TASK DETAILS: Lines below starting with the line with "Target: residential street" and going on through the line with "(format x=266, y=181)" must be output exactly; the rest of the records must be left out.

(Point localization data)
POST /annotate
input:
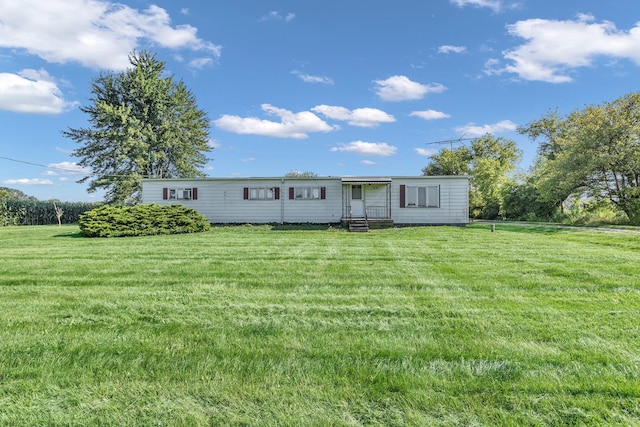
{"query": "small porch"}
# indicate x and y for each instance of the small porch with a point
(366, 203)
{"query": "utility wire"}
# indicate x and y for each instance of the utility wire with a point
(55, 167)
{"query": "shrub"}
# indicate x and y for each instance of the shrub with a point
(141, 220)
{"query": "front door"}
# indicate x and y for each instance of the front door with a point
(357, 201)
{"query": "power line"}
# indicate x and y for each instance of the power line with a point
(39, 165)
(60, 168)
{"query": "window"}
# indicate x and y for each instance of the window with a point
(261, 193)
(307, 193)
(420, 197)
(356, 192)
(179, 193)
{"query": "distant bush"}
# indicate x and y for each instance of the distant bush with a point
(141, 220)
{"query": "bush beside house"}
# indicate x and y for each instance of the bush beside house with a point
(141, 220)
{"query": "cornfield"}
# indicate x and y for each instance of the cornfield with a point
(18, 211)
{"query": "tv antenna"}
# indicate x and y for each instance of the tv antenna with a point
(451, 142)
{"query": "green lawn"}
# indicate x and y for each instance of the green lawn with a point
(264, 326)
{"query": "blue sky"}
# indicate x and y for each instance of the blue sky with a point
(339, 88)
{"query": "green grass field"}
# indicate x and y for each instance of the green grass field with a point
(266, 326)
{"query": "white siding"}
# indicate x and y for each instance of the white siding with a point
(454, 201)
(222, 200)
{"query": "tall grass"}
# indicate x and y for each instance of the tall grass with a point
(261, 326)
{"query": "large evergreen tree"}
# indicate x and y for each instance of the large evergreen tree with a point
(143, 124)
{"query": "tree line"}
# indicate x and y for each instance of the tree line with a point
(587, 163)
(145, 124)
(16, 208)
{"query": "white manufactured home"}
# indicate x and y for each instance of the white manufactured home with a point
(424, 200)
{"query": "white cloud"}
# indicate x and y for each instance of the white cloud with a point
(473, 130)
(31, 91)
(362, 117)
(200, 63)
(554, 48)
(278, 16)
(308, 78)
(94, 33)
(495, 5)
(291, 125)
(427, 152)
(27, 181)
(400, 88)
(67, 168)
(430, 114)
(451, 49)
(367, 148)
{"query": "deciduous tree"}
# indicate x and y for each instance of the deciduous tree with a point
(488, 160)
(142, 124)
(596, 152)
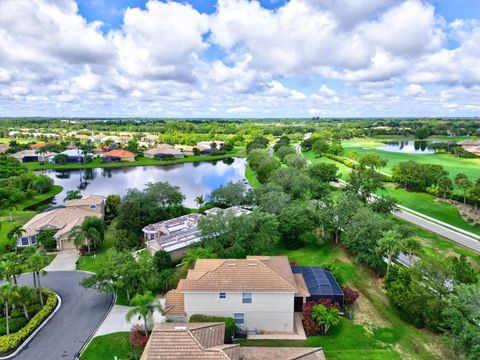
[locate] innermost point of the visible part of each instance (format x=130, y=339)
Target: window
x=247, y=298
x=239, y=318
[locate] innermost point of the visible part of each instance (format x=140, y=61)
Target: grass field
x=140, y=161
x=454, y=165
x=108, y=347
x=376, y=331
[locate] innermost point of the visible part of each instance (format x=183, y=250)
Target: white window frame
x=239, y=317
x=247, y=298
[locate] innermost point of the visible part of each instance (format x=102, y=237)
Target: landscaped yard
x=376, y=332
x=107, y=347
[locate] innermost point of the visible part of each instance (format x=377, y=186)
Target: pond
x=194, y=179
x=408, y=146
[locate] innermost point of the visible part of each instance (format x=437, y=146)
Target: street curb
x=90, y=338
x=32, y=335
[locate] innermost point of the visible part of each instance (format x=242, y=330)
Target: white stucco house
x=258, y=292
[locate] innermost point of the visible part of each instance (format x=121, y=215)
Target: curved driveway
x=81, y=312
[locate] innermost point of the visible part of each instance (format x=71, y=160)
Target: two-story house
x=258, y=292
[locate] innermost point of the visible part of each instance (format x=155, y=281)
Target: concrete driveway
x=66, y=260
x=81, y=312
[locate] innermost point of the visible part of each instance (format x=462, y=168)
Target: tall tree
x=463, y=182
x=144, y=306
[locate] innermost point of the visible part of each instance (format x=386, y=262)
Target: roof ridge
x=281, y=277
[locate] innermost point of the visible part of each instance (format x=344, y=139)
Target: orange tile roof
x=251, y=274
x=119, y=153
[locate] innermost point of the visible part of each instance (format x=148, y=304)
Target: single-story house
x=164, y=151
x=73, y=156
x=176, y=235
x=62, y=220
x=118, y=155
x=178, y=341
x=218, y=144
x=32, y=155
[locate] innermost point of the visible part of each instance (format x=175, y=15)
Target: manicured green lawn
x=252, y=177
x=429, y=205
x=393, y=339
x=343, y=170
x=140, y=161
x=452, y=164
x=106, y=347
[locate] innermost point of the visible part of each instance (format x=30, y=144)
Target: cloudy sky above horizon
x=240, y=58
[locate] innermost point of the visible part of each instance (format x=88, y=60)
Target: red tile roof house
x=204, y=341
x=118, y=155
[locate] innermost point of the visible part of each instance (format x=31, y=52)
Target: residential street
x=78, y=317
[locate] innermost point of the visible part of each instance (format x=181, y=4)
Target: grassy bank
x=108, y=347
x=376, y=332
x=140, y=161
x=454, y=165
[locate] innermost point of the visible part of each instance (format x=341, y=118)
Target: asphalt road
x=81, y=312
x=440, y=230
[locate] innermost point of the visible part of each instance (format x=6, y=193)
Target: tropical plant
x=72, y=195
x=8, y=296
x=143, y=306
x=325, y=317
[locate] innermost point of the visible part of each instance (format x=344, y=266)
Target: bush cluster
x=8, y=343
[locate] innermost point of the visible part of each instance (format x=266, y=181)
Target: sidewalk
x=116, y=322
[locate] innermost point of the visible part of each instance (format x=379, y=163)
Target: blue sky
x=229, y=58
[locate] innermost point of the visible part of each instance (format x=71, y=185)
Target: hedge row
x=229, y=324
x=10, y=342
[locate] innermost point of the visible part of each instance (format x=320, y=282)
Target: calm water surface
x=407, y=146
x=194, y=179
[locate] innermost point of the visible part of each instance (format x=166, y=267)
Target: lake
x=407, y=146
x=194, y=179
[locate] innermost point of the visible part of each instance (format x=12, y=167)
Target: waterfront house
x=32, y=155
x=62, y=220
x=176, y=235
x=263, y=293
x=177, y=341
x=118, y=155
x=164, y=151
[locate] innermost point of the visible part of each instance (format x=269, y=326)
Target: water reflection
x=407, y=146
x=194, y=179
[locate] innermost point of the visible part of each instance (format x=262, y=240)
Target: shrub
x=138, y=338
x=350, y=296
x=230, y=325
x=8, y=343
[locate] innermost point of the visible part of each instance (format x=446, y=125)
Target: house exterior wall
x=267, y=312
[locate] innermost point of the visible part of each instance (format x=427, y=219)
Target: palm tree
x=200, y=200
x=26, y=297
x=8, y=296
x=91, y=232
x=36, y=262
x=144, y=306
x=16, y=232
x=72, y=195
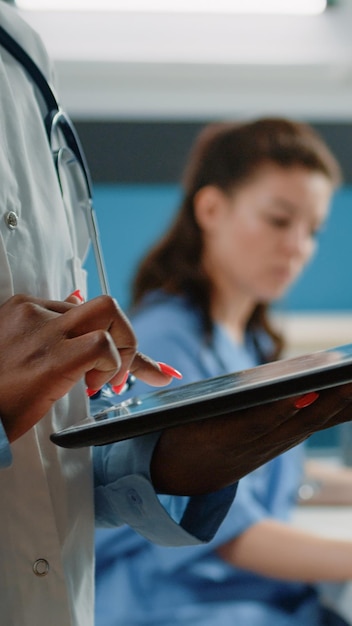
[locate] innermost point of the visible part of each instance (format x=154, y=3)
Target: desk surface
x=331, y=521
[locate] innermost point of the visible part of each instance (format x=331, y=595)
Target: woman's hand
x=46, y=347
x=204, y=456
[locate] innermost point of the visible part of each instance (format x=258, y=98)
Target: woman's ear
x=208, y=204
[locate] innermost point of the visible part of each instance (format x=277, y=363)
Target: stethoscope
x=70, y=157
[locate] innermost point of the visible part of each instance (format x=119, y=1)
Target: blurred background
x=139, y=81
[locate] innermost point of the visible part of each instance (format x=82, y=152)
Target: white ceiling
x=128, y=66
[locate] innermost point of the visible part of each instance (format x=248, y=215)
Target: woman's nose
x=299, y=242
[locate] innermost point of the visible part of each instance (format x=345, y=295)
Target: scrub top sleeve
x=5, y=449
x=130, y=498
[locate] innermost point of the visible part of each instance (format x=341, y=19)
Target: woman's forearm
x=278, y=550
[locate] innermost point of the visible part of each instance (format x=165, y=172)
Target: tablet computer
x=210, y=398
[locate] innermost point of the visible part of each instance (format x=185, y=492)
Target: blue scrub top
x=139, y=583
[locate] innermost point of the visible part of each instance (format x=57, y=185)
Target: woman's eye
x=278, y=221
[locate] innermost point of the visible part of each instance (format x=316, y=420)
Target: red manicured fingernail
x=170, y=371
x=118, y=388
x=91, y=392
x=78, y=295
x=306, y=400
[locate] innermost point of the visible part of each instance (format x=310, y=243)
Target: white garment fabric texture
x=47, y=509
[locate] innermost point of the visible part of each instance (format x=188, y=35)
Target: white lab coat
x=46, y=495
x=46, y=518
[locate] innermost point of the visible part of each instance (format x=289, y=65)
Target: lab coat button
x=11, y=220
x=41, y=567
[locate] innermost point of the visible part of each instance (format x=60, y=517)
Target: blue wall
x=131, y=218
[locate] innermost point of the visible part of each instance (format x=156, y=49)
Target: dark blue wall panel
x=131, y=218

RESULT OF THE EXERCISE:
Target: residential street
x=78, y=317
[locate] innermost point of the visible part of each instance (format x=181, y=4)
Target: grassy bank
x=108, y=347
x=376, y=332
x=140, y=161
x=454, y=165
[locate] innermost point of the visible part of each instance (format x=341, y=118)
Target: asphalt road
x=81, y=312
x=440, y=230
[locate] innermost point of the visible part of each instance (format x=6, y=193)
Target: tropical plant
x=72, y=195
x=8, y=296
x=143, y=306
x=325, y=317
[locate] innermost point of the visible part of each instance (format x=344, y=266)
Target: bush cluster
x=8, y=343
[locate] innermost point of the visible part of each instance (format x=266, y=181)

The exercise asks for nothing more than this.